### Extrait de texte
▼

A deux pas de là, épousant la muraille, se camouflant dans ses angles, adoptant le même calcaire, il a édifié, en 1992, une annexe de la Banque centrale maltaise, structure hypersécurisée dont on a pu apprécier, sous bonne escorte, les petits patios creusés par l’architecte au cœur de l’édifice – et décorés de fontaines sculpturales, hélas hors service –, où les employés prennent leur pause à l’air libre.
Car si Richard England s’est frotté à l’architecture défensive, enclose sur elle-même, il est surtout un poète du dehors et du ciel ouvert. Il faut voir avec quelle vigueur paysagiste il a aménagé le jardin de sa propre villa, dans la localité littorale de Saint Julian’s, qu’il a nommé « A Garden for Myriam » – Myriam England, son épouse, y laisse d’ailleurs parfois traîner ses bouquets ikebana, cet art japonais dont elle est experte.
Autour de la piscine, il a érigé des séries d’arches qui ménagent des trouées et des pans de murs sans fonction précise, comme des façades n’abritant rien derrière elles. Tout cela est peint et repeint, selon l’humeur de l’architecte et selon les saisons, en vert pomme, framboise ou outremer.
Parfois, des chatons persans – Richard England les acquiert lors de concours félins – s’invitent dans le tableau, car de tableau il s’agit, tant on se croirait dans une toile de De Chirico. On pensera aussi, face à ces formes et à ces couleurs franches, au mouvement Memphis, ces Italiens turbulents des années 80,Ettore Sottsass et Michele De Lucchi en tête, qui ont insufflé à l’architecture et au design une fantaisie graphique et bigarrée.
Le professeur, quand on se hasarde à ce rapprochement, fait un peu la moue. Puis nous lance : « J’ai un mentor, oui, mais je ne l’ai jamais rencontré : Luis Barragán. » Et c’est vrai que cette façon qu’a Richard England de combiner les grands aplats de couleur, de composer, de manière chorale, avec l’eau, le ciel et tout ce qu’il y a entre les deux, n’aurait peut-être pas déplu au grand maître mexicain de l’architecture moderne.
« Mais j’ai encore davantage été influencé par les écrivains, reprend-il. Les lieux qu’ils tentent de créer avec leurs mots m’inspirent. » Et de citer Italo Calvino et ses Villes invisibles, Jorge Luis Borges et ses utopies, Ben Okri, grand auteur nigérian, et la cité bizarre dans laquelle son roman Etonner les dieux prend place.

▲

### Données fournies
▼

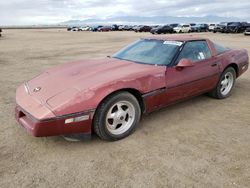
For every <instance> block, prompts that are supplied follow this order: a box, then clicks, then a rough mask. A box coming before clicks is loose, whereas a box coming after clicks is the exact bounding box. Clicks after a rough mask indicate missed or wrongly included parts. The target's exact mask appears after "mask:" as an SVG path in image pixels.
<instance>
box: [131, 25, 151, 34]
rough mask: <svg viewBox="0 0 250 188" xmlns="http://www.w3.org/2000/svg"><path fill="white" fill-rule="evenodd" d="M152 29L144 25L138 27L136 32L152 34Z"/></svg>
mask: <svg viewBox="0 0 250 188" xmlns="http://www.w3.org/2000/svg"><path fill="white" fill-rule="evenodd" d="M151 29H152V27H150V26H147V25H144V26H141V27H138V28H137V29H136V30H135V32H150V31H151Z"/></svg>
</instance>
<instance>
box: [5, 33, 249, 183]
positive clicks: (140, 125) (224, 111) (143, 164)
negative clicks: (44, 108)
mask: <svg viewBox="0 0 250 188" xmlns="http://www.w3.org/2000/svg"><path fill="white" fill-rule="evenodd" d="M147 35H150V34H149V33H140V34H139V33H134V32H108V33H91V32H67V31H66V30H60V29H44V30H42V29H41V30H35V29H33V30H28V29H27V30H4V31H3V37H2V38H0V86H1V87H0V120H1V126H0V187H4V188H6V187H25V188H27V187H60V188H61V187H209V188H210V187H249V186H250V71H248V72H247V73H245V74H244V75H243V76H242V77H240V78H239V79H238V80H237V82H236V86H235V88H234V91H233V93H232V96H231V97H230V98H228V99H225V100H216V99H212V98H209V97H207V96H205V95H203V96H199V97H196V98H193V99H191V100H188V101H186V102H182V103H179V104H176V105H173V106H171V107H168V108H166V109H163V110H160V111H158V112H154V113H152V114H151V115H149V116H146V117H144V118H143V120H142V122H141V123H140V126H139V127H138V129H137V130H136V132H135V133H134V134H133V135H131V136H129V137H128V138H126V139H124V140H121V141H117V142H105V141H102V140H100V139H99V138H97V137H96V136H93V137H92V139H91V140H89V141H85V142H67V141H65V140H64V139H63V138H62V137H47V138H34V137H32V136H30V135H29V134H27V133H26V131H25V130H24V129H23V128H22V127H21V126H19V125H18V124H17V123H16V121H15V119H14V107H15V89H16V88H17V86H18V85H20V84H21V83H22V82H24V81H25V80H28V79H31V78H32V77H34V76H35V75H37V74H39V73H41V72H42V71H44V70H46V69H47V68H49V67H52V66H55V65H58V64H62V63H64V62H67V61H72V60H77V59H83V58H89V57H104V56H107V55H111V54H112V53H114V52H116V51H117V50H118V49H120V48H121V47H123V46H125V45H127V44H129V43H130V42H132V41H134V40H135V39H137V38H139V37H140V36H147ZM196 35H202V36H205V37H207V38H209V39H211V40H213V41H216V42H218V43H221V44H223V45H226V46H228V47H232V48H234V47H235V48H246V49H247V50H248V52H249V54H250V37H246V36H244V35H243V34H220V33H217V34H213V33H200V34H196Z"/></svg>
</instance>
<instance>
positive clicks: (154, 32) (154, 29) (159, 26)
mask: <svg viewBox="0 0 250 188" xmlns="http://www.w3.org/2000/svg"><path fill="white" fill-rule="evenodd" d="M173 32H174V30H173V28H172V27H170V26H169V25H164V26H158V27H155V28H152V29H151V31H150V33H152V34H162V33H164V34H166V33H173Z"/></svg>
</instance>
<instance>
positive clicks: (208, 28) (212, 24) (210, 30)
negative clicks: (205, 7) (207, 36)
mask: <svg viewBox="0 0 250 188" xmlns="http://www.w3.org/2000/svg"><path fill="white" fill-rule="evenodd" d="M215 27H216V24H209V26H208V31H214V28H215Z"/></svg>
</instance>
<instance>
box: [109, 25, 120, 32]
mask: <svg viewBox="0 0 250 188" xmlns="http://www.w3.org/2000/svg"><path fill="white" fill-rule="evenodd" d="M118 28H119V27H118V25H116V24H113V25H112V26H111V29H112V31H118Z"/></svg>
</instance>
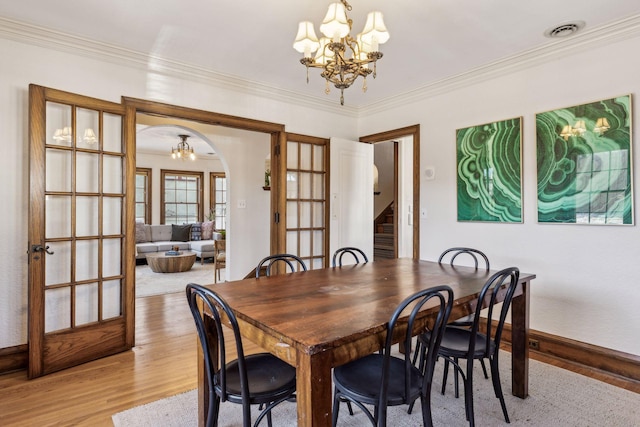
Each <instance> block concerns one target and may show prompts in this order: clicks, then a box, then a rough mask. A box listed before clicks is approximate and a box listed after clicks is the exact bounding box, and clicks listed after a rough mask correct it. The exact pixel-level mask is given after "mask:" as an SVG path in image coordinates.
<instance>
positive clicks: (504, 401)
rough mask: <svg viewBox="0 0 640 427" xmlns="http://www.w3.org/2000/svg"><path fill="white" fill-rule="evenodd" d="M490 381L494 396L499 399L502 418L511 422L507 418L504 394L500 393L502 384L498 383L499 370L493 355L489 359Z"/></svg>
mask: <svg viewBox="0 0 640 427" xmlns="http://www.w3.org/2000/svg"><path fill="white" fill-rule="evenodd" d="M490 363H491V381H493V391H494V392H495V394H496V397H497V398H498V399H500V406H501V407H502V413H503V414H504V420H505V421H506V422H507V423H511V421H510V420H509V414H508V413H507V405H506V403H505V401H504V394H502V384H501V383H500V371H499V370H498V358H497V357H496V356H494V357H493V358H492V359H491V360H490Z"/></svg>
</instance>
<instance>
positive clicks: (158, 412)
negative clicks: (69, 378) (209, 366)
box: [112, 352, 640, 427]
mask: <svg viewBox="0 0 640 427" xmlns="http://www.w3.org/2000/svg"><path fill="white" fill-rule="evenodd" d="M510 356H511V355H510V353H507V352H501V354H500V357H501V360H500V365H501V368H500V370H501V378H502V386H503V389H504V391H505V400H506V404H507V410H508V412H509V417H510V418H511V424H506V423H505V421H504V418H503V416H502V410H501V409H500V402H499V401H498V399H497V398H495V397H494V394H493V387H492V386H491V380H486V379H484V377H483V375H482V370H481V369H480V368H478V369H477V370H476V372H475V373H474V403H475V404H474V409H475V414H476V416H475V418H476V425H477V426H507V425H510V426H540V427H543V426H544V427H552V426H563V427H587V426H593V427H596V426H598V427H599V426H616V427H632V426H638V425H640V413H639V412H638V410H637V408H638V405H639V404H640V395H639V394H636V393H633V392H630V391H627V390H624V389H621V388H617V387H614V386H612V385H609V384H606V383H603V382H600V381H597V380H594V379H591V378H588V377H585V376H582V375H579V374H576V373H573V372H571V371H567V370H564V369H560V368H556V367H553V366H551V365H547V364H544V363H541V362H538V361H535V360H531V361H530V362H529V363H530V380H529V397H528V398H527V399H519V398H517V397H514V396H512V395H511V394H510V390H511V387H510V383H511V380H510V378H511V374H510V369H511V360H510ZM478 365H479V364H478ZM437 368H438V369H437V371H436V372H437V378H435V386H434V389H433V393H432V406H433V409H432V414H433V422H434V425H436V426H447V427H450V426H466V425H468V422H467V421H466V420H465V415H464V397H463V396H461V397H460V398H459V399H456V398H455V397H454V395H453V383H452V381H453V380H452V379H451V377H453V375H449V377H450V378H449V380H448V386H447V393H446V395H444V396H443V395H441V394H440V384H441V378H442V363H439V364H438V366H437ZM197 412H198V411H197V396H196V390H192V391H189V392H186V393H183V394H179V395H176V396H172V397H169V398H166V399H162V400H158V401H155V402H152V403H149V404H147V405H143V406H138V407H135V408H132V409H129V410H127V411H124V412H120V413H118V414H115V415H114V416H113V417H112V419H113V423H114V425H115V427H132V426H138V427H144V426H163V427H195V426H197ZM354 412H355V415H354V416H350V415H349V412H348V411H347V409H346V406H345V405H344V404H343V406H342V407H341V408H340V417H339V419H338V426H345V427H348V426H368V425H370V423H369V421H368V419H367V418H366V417H365V415H364V414H363V413H362V412H361V411H360V410H359V409H357V408H356V407H354ZM257 413H258V411H257V408H255V409H253V411H252V416H253V419H254V420H255V417H256V416H257ZM387 420H388V421H387V425H389V426H394V427H395V426H402V427H405V426H407V427H408V426H421V425H422V416H421V411H420V403H419V402H418V403H416V407H415V408H414V409H413V412H412V414H411V415H409V414H407V407H406V406H398V407H390V408H389V412H388V417H387ZM265 423H266V422H265ZM273 424H274V426H287V427H294V426H296V405H295V403H289V402H285V403H283V404H281V405H279V406H277V407H276V408H274V409H273ZM218 425H219V426H220V427H235V426H241V425H242V414H241V411H240V405H236V404H233V403H224V404H223V405H221V408H220V417H219V424H218ZM265 425H266V424H265Z"/></svg>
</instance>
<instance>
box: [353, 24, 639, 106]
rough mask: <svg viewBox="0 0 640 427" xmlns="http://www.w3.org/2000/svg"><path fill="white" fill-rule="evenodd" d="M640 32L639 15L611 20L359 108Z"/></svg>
mask: <svg viewBox="0 0 640 427" xmlns="http://www.w3.org/2000/svg"><path fill="white" fill-rule="evenodd" d="M639 34H640V14H638V15H634V16H631V17H628V18H624V19H621V20H619V21H614V22H611V23H609V24H607V25H603V26H600V27H597V28H594V29H592V30H590V31H584V33H578V34H577V35H575V36H572V37H570V38H569V39H566V40H562V39H561V40H558V41H555V42H552V43H548V44H545V45H544V46H540V47H537V48H533V49H530V50H527V51H524V52H521V53H519V54H517V55H512V56H509V57H507V58H502V59H500V60H497V61H494V62H491V63H489V64H486V65H483V66H481V67H477V68H474V69H472V70H469V71H466V72H464V73H461V74H458V75H455V76H451V77H447V78H444V79H441V80H438V81H435V82H433V83H429V84H428V85H425V86H422V87H420V88H417V89H415V90H412V91H409V92H405V93H401V94H398V95H394V96H392V97H389V98H386V99H384V100H381V101H379V102H375V103H371V104H367V105H365V106H363V107H360V109H359V114H360V116H366V115H368V114H373V113H379V112H382V111H386V110H389V109H390V108H394V107H398V106H402V105H406V104H409V103H413V102H417V101H420V100H424V99H425V98H430V97H434V96H438V95H442V94H444V93H447V92H450V91H453V90H456V89H460V88H463V87H467V86H471V85H474V84H477V83H480V82H483V81H487V80H491V79H495V78H497V77H501V76H504V75H507V74H511V73H514V72H517V71H521V70H524V69H527V68H531V67H534V66H538V65H542V64H545V63H548V62H551V61H554V60H557V59H559V58H566V57H567V56H570V55H575V54H577V53H581V52H585V51H588V50H590V49H593V48H596V47H599V46H603V45H607V44H611V43H615V42H618V41H622V40H626V39H630V38H633V37H637V36H638V35H639Z"/></svg>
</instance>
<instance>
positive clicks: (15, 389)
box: [0, 292, 197, 426]
mask: <svg viewBox="0 0 640 427" xmlns="http://www.w3.org/2000/svg"><path fill="white" fill-rule="evenodd" d="M136 310H137V311H136V346H135V347H134V348H133V350H132V351H128V352H125V353H121V354H117V355H114V356H110V357H106V358H104V359H100V360H96V361H93V362H89V363H85V364H83V365H81V366H77V367H75V368H71V369H67V370H65V371H62V372H57V373H54V374H51V375H47V376H45V377H42V378H38V379H35V380H31V381H29V380H28V379H27V376H26V372H25V371H19V372H14V373H9V374H6V375H3V376H0V425H3V426H18V425H19V426H51V425H76V426H113V423H112V422H111V416H112V415H113V414H115V413H117V412H120V411H123V410H125V409H128V408H131V407H134V406H138V405H142V404H145V403H148V402H152V401H154V400H157V399H162V398H164V397H168V396H171V395H174V394H178V393H181V392H184V391H187V390H191V389H194V388H196V386H197V378H196V376H197V364H196V345H197V338H196V335H195V326H194V323H193V318H192V317H191V313H190V312H189V308H188V305H187V302H186V299H185V296H184V293H182V292H180V293H175V294H167V295H160V296H154V297H146V298H138V300H137V301H136Z"/></svg>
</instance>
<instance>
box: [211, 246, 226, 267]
mask: <svg viewBox="0 0 640 427" xmlns="http://www.w3.org/2000/svg"><path fill="white" fill-rule="evenodd" d="M226 251H227V241H226V240H214V241H213V253H214V255H213V256H214V259H215V261H217V262H219V263H223V264H224V263H225V261H226V260H227V259H226Z"/></svg>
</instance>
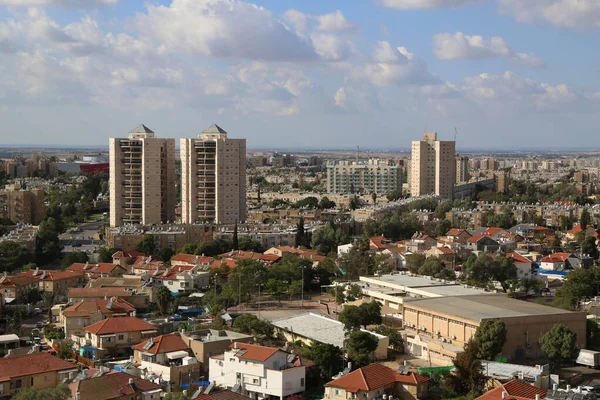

▲

### Tâches à réaliser
• 1. D'après l'extrait, quel nom Richard England a-t-il donné au jardin de sa villa de Saint Julian's ?
• 2. Recopiez le passage de l'extrait en commençant par « Parfois, des chatons » et en allant jusqu'à « de l’architecture moderne. », puis substituez « modèle » à « mentor ».
Les données constituent un matériau distinct, sans lien avec l'extrait.

### Résultats dans l'ordre
• 1. Il l'a nommé « A Garden for Myriam ».

• 2.
Parfois, des chatons persans – Richard England les acquiert lors de concours félins – s’invitent dans le tableau, car de tableau il s’agit, tant on se croirait dans une toile de De Chirico. On pensera aussi, face à ces formes et à ces couleurs franches, au mouvement Memphis, ces Italiens turbulents des années 80,Ettore Sottsass et Michele De Lucchi en tête, qui ont insufflé à l’architecture et au design une fantaisie graphique et bigarrée.
Le professeur, quand on se hasarde à ce rapprochement, fait un peu la moue. Puis nous lance : « J’ai un modèle, oui, mais je ne l’ai jamais rencontré : Luis Barragán. » Et c’est vrai que cette façon qu’a Richard England de combiner les grands aplats de couleur, de composer, de manière chorale, avec l’eau, le ciel et tout ce qu’il y a entre les deux, n’aurait peut-être pas déplu au grand maître mexicain de l’architecture moderne.